Photo-based point labeling data
════════

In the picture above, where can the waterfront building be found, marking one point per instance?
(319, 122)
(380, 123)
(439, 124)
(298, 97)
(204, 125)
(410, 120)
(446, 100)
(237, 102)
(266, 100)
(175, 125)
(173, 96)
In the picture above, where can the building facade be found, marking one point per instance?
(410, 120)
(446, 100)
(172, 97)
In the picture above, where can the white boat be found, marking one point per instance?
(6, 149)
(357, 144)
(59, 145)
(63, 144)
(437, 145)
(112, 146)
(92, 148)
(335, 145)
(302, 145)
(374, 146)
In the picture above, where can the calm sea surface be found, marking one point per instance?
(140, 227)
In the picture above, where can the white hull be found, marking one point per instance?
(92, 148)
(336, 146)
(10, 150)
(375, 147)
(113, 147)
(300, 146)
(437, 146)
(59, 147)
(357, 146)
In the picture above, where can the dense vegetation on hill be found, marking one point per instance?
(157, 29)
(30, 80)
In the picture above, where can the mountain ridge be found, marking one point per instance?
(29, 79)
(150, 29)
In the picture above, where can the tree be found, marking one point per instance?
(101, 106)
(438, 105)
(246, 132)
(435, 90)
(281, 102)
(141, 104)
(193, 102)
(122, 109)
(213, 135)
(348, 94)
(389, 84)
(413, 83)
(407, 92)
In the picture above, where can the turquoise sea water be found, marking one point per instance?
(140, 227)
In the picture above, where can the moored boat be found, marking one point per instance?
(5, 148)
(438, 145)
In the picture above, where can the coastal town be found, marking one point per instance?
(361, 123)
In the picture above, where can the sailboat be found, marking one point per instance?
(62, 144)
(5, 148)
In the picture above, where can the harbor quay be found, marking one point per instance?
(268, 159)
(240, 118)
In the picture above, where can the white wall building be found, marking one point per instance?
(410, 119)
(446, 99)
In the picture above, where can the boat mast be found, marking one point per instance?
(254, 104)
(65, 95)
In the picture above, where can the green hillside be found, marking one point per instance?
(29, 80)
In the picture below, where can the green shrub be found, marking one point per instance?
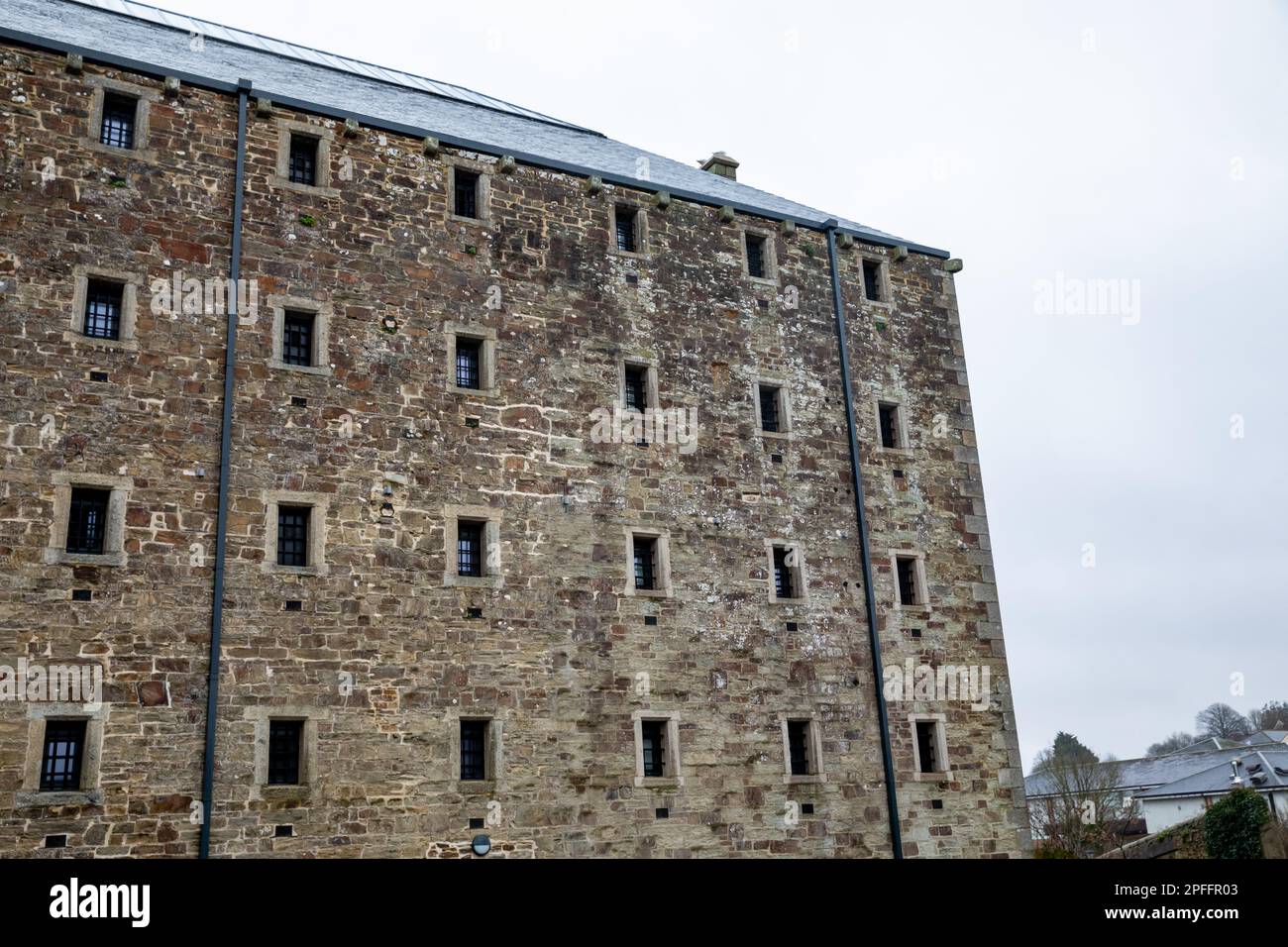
(1233, 825)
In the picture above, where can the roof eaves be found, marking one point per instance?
(447, 138)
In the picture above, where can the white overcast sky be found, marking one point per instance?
(1133, 141)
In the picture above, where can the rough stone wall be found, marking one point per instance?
(384, 656)
(155, 419)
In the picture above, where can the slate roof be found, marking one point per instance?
(1269, 763)
(1150, 771)
(1267, 737)
(129, 34)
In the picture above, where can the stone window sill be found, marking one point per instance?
(321, 369)
(110, 344)
(472, 581)
(804, 779)
(476, 392)
(136, 154)
(284, 793)
(643, 257)
(660, 783)
(58, 557)
(34, 799)
(271, 567)
(307, 189)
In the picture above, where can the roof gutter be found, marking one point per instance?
(866, 553)
(217, 615)
(482, 147)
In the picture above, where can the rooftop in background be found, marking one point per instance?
(1262, 770)
(1155, 771)
(314, 56)
(134, 35)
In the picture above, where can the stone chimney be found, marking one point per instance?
(722, 165)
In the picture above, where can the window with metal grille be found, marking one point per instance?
(784, 582)
(475, 749)
(755, 256)
(907, 570)
(297, 337)
(468, 363)
(467, 192)
(303, 166)
(626, 221)
(103, 300)
(645, 562)
(86, 521)
(653, 736)
(927, 746)
(120, 112)
(889, 415)
(284, 738)
(63, 754)
(872, 279)
(769, 414)
(469, 548)
(292, 535)
(636, 386)
(798, 742)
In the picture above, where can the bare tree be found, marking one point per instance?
(1223, 720)
(1271, 716)
(1083, 812)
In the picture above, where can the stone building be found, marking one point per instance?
(526, 510)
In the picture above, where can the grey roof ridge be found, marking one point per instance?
(804, 215)
(522, 111)
(1158, 791)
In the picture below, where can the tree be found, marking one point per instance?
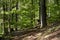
(43, 13)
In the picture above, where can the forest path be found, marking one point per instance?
(52, 33)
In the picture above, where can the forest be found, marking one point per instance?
(19, 17)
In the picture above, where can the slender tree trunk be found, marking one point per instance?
(43, 13)
(16, 15)
(4, 17)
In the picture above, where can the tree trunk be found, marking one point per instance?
(43, 13)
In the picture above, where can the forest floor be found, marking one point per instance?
(52, 33)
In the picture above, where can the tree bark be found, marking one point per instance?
(43, 13)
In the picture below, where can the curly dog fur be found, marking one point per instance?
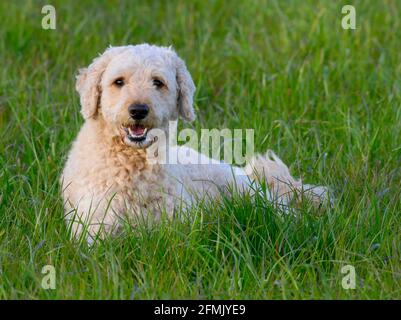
(109, 175)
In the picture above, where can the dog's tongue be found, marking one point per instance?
(138, 130)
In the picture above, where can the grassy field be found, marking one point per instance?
(327, 100)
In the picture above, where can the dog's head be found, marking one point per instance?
(135, 89)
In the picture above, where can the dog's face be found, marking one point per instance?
(136, 89)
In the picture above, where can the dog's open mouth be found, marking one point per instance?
(136, 132)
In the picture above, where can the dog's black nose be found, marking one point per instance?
(138, 111)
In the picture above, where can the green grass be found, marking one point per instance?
(327, 100)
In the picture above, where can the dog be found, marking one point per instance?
(128, 95)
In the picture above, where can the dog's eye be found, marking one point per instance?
(158, 84)
(119, 82)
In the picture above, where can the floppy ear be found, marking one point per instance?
(186, 90)
(88, 81)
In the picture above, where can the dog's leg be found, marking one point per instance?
(283, 188)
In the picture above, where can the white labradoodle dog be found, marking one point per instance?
(128, 95)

════════

- _Directions for this task_: Print again, word for word, every line from the line with "In the picture above, where can the tree trunk" to the final line of the records, inclusive; skip the pictures.

- _Exercise output_:
In the picture above, where can the tree trunk be found, marking one point per instance?
(43, 13)
In the picture above, where can the forest floor be found, marking one point per instance?
(52, 33)
In the picture above, where can the tree bark be found, marking one point per instance?
(43, 13)
In the picture below, where can the curly dog fur be found, marking one point per instance?
(109, 175)
In the picture above, where can the dog's tongue be found, marking one point per instance?
(138, 130)
In the picture above, where can the grassy field be found, marking one point per instance?
(327, 100)
In the picture above, where can the dog's head be found, marking one point per instance?
(135, 89)
In the picture above, where can the dog's face be found, marking one point per instance?
(136, 89)
In the picture above, where can the dog's open mouth be found, marking one point per instance?
(136, 132)
In the picture above, where can the dog's black nose be found, marking one point per instance?
(138, 111)
In the picture above, where can the green grass be found, marking one point per instance?
(327, 100)
In the picture above, where can the dog be found, marking one point per instance?
(128, 95)
In the picture above, where can the dog's eye be found, marking one point per instance?
(158, 84)
(119, 82)
In the picture above, where can the floppy ear be found, marking one point per instance?
(186, 90)
(88, 81)
In the picture above, where can the dog's leg be found, marking one point per instance?
(283, 188)
In the picture above, where can the white labradoodle dog be found, marking one point per instance?
(128, 95)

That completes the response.